-- Task brief --
Please rewrite the data below, swapping "even-odd rule" for "nonzero rule" and keeping everything else unchanged. Leave out the pictures.

# Start of Information shown

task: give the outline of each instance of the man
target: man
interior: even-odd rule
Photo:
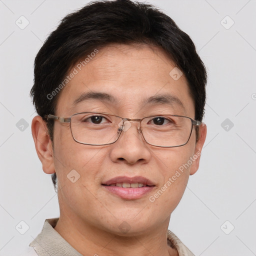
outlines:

# End of Information shown

-- The output --
task: give the outline of each instance of the man
target: man
interior: nonzero rule
Photo:
outlines:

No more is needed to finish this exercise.